Бутырки
Воронок привез нас во двор Бутырок.
Войдя в тюрьму, мы попали в просторный вестибюль с кафельным полом и рядом дверей по бокам. Двери были расположены близко одна от другой, арестантская смекалка подсказала, что это - боксы. Меня завели в один из боксов, расположенных по левой стене.
Не могу сказать, как япровела остаток дня и часть ночи: какой-то удивительный - полнейший! - провал в памяти; видимо, велико оказалось потрясение: против ожидания очутиться не за воротами, а в другой тюрьме с перспективой лагеря…
Дальше - помню. Отворилась дверь, пожилая надзирательница сказала мягко, словно больничная нянечка:
- Идем, я тебя в камеру отведу
- Который час?
- Четыре, начало пятого.
Из вестибюля мы попали в маленький внутренний дворик. Светало, было по-утреннему прохладно, остро пахло зеленью. То ли клумба была посредине дворика, то ли деревья посажены в кружок, во всяком случае, мы прошли - от двери к двери - по дуге, огибая центральную часть, я успела несколько раз вдохнуть свежего воздуха. Удивилась, какие большие листья на деревьях - когда в последний раз видела дерево, едва наклевывались почки. На ветках тучами сидели и оглушительно пели, пищали и чирикали какие-то мелкие птахи.
Мы поднялись на второй этаж. В отличие от Лубянки (я невольно сравнивала), где был глухой коридор, коридор Бутырок отчасти напоминал школьный: по левую сторону - ряд высоких дверей, по правую - ряд широких окон. Отметила и такое отличие: надзирательница не цокала языком, а постукивала ключом по ременной пряжке. Мы с нею прошли по коридору, и она впустила меня в дверь под № 93.
В свете занимающегося дня, проникавшего через два забранных намордником окна, я увидела большую камеру с кафельным полом, высоким потолком. Не знаю, сколько узников должно было помещаться в камере по замыслу архитектора, в то утро в ней находилось не менее полусотни женщин. Они спали вповалку на дощатых - с матрасами - настилах, сделанных - от окна до двери - по обе стороны довольно широкого прохода, где стоял стол. Все женщины лежали лицом к окну, лежали так тесно, что повернуться на другой бок могли только одновременно.

[СПИСОК ЗАДАНИЙ]
#1 Переведите на английский это предложение из текста о Бутырках: «Светало, было по-утреннему прохладно, остро пахло зеленью».
#2 Допишите рассказ о Бутырках, начав сразу после его последнего предложения.
Эти данные никак не связаны с текстом о Бутырках.

[ПРЕДОСТАВЛЕННЫЕ ДАННЫЕ]
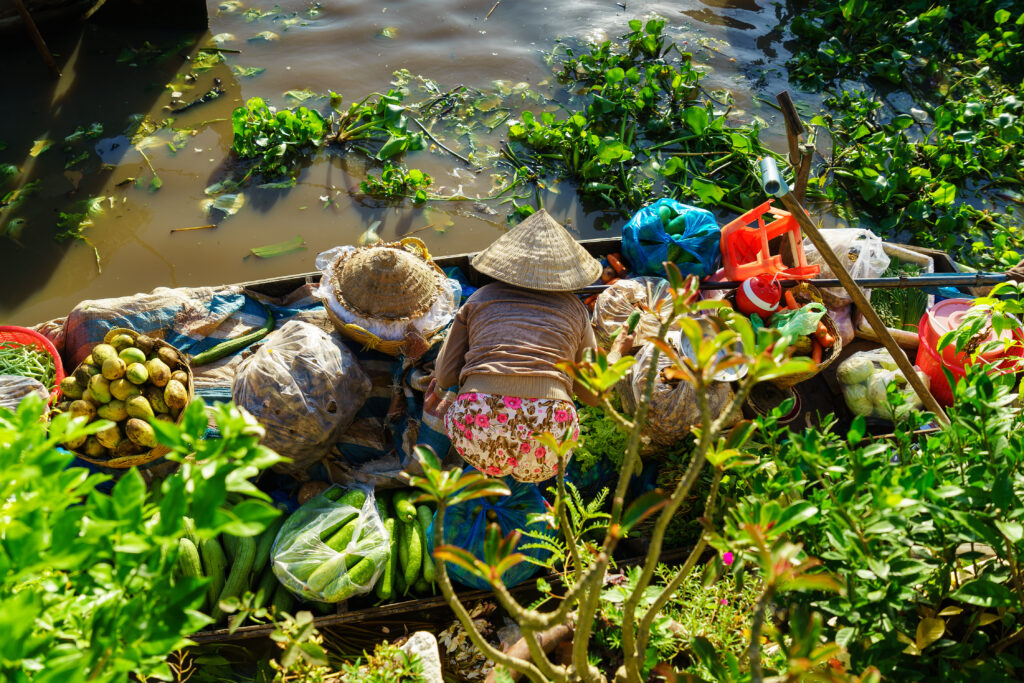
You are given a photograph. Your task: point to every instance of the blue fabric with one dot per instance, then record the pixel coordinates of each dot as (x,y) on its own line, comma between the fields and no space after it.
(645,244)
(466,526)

[ОТВЕТЫ]
#1 Dawn was breaking, it was cool the way mornings are, and there was a sharp smell of greenery.

#2
Когда я вошла, многие, приподнявшись на локте, обернулись к двери.
Я стояла со своим узлом в растерянности: даже присесть было некуда. И тут услышала:
- Зайка!
- Гайра!
Не буду описывать нашу встречу: как говорили в старину, перо выпадает из рук.
По тюремному обычаю мне - новичку - полагалось место у параши. Но тут был особый - всех умиливший и растрогавший - случай, и я втиснулась между Гайрой и Майей Петерсон. За неделю, проведенную в этой камере, они успели переместиться от параши почти к самому окну.
Майя до ареста училась на третьем курсе МГУ, изучала древнегреческую филологию. Взяли ее за отца - бывшего коменданта КремляР. А. Петерсона.
Нина Златкина (вот уж точно в чужом пиру похмелье!) сидела по 7-35 за неродного дядю, теткиного мужа, правда, этим дядей был Рыков.
И Майю и Нину арестовали в ту же ночь, что и нас с Гайрой. Поначалу это показалось простым совпадением. Но вскоре встретились нам и другие арестованные дети. Никто из них не был взят ранее 23 апреля, видимо, эта акция началась именно той ночью.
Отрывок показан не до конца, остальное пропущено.